REQUIREMENTS: Copy out the stretch below from the line containing "Which pixel sits on the horse-drawn" through the end of the records, keeping every request, and add 91 to each coordinate in the answers.

#####

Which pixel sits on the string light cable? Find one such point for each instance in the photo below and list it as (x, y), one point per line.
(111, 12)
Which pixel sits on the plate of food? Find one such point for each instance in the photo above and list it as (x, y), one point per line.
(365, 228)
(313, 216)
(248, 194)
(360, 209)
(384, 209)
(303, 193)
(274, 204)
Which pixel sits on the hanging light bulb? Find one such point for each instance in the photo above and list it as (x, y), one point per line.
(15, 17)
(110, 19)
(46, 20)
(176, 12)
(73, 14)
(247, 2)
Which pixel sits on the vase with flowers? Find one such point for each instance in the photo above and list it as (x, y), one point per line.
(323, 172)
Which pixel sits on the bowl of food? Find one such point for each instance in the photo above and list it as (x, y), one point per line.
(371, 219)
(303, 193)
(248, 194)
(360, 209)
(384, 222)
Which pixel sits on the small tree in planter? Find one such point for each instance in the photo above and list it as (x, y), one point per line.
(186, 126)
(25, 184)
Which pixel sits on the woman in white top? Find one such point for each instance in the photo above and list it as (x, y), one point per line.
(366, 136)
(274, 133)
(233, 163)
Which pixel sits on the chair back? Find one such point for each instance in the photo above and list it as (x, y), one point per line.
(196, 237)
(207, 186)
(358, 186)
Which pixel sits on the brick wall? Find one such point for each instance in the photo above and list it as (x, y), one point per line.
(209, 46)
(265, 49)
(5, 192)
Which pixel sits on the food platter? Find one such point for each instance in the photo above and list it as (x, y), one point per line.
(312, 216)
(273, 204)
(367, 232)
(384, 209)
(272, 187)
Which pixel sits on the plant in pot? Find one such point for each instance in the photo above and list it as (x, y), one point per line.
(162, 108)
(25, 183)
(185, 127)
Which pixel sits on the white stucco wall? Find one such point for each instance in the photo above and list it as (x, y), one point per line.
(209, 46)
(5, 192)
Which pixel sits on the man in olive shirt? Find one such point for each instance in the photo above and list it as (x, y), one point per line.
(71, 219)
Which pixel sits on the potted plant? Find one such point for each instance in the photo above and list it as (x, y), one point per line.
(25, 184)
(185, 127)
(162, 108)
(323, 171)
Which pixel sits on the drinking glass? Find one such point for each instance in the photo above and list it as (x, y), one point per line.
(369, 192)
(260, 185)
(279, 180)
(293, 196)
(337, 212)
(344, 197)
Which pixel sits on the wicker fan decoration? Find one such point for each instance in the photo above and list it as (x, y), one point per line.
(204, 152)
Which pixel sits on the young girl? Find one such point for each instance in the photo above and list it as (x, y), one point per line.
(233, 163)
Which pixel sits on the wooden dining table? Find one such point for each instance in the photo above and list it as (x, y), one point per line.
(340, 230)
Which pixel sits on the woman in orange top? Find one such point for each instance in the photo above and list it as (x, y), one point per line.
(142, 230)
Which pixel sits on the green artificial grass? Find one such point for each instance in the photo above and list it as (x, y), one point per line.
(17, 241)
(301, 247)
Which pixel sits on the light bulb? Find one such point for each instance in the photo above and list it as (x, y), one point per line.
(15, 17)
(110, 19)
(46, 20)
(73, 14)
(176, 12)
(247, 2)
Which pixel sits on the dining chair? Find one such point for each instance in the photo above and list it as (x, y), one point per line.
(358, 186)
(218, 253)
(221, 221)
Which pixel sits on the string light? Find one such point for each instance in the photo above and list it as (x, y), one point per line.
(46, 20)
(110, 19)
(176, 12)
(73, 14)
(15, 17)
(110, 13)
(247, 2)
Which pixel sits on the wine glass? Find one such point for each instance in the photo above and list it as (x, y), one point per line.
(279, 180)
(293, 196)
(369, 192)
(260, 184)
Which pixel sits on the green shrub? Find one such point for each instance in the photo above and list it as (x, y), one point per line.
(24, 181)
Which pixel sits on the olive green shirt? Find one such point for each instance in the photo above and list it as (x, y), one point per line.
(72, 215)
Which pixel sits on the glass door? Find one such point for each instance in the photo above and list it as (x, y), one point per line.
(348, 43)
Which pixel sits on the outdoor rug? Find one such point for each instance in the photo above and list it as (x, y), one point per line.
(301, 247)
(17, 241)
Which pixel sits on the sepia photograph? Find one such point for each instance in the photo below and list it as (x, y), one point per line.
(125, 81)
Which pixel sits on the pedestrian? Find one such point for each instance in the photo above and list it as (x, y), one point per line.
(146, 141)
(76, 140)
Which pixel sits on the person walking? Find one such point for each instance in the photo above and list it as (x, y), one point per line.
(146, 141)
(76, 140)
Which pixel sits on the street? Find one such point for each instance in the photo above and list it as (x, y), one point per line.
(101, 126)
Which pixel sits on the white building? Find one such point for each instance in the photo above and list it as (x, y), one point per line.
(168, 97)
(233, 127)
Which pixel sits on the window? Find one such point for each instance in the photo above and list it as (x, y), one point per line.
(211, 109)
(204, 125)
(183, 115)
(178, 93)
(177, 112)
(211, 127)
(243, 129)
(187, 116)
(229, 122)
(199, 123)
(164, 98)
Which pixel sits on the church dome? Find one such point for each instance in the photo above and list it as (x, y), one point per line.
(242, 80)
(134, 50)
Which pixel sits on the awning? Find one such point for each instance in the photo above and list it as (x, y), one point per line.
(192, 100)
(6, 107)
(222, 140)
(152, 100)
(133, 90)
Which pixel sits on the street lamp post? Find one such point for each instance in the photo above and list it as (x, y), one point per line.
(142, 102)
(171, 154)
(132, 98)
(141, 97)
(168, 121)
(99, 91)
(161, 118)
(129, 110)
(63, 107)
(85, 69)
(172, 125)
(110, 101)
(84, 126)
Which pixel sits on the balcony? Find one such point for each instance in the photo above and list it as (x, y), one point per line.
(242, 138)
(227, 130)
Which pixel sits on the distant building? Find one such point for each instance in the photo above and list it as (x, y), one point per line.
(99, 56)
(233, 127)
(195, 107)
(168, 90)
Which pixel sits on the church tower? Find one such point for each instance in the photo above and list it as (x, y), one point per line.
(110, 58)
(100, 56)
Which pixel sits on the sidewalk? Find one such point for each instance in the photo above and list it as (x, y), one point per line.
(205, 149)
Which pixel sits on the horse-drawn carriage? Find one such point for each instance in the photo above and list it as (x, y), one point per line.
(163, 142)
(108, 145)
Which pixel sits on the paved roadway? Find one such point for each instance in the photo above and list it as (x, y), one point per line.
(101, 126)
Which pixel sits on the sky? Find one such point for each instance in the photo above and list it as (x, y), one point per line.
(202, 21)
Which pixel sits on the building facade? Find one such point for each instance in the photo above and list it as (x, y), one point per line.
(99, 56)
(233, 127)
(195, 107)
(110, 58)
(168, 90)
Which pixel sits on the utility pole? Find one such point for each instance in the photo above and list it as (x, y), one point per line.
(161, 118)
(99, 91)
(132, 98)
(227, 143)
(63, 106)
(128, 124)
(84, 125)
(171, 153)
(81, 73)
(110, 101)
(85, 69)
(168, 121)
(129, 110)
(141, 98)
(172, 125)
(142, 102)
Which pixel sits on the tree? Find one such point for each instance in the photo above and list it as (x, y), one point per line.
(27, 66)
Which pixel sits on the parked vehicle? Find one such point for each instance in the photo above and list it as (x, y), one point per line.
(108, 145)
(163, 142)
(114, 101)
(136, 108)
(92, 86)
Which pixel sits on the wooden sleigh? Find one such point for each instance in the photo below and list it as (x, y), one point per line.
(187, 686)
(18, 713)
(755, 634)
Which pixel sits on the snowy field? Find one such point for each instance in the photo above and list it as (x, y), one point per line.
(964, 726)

#####

SOLUTION BELOW:
Which pixel sits on the horse-drawn carriage? Find one such point for each instance in the photo above and list it as (x, y), one point per line.
(254, 233)
(199, 236)
Which pixel sits on the paved roadway? Find one such point for each instance in the photo above and list it as (x, y), one point per line.
(192, 217)
Which pixel sits on the sky? Find one such point for each instance in the photo above and list it as (x, y), one point per line.
(293, 112)
Which pixel sits on the building facade? Find one such point for each instance in the photo above and list it as (x, y), one point per line.
(190, 147)
(324, 218)
(286, 198)
(201, 149)
(259, 181)
Which pixel sits on the utility pole? Find one such point for each instance in the photo above and list it as (x, y), one point per line.
(252, 209)
(190, 182)
(223, 189)
(318, 234)
(154, 197)
(219, 215)
(175, 216)
(262, 244)
(172, 164)
(201, 192)
(176, 160)
(259, 212)
(220, 201)
(232, 189)
(263, 216)
(233, 193)
Which pixel sits on the tree? Find one such point for each instance in the photo above and list it as (x, y), one point per line.
(118, 157)
Which pixel sits on the parked vehicle? Find one such point for each instance in the photo above and list it as (x, y), one point per line.
(199, 236)
(254, 233)
(205, 192)
(227, 199)
(183, 177)
Which pixel sits on the wooden sleigh? Find one such point for each instance in the photo below and list it as (x, y), one point per line.
(278, 777)
(109, 804)
(846, 725)
Which pixel sits on the snowy field? Find one such point for each instance in the photo above and list it as (x, y), one point per line.
(1055, 817)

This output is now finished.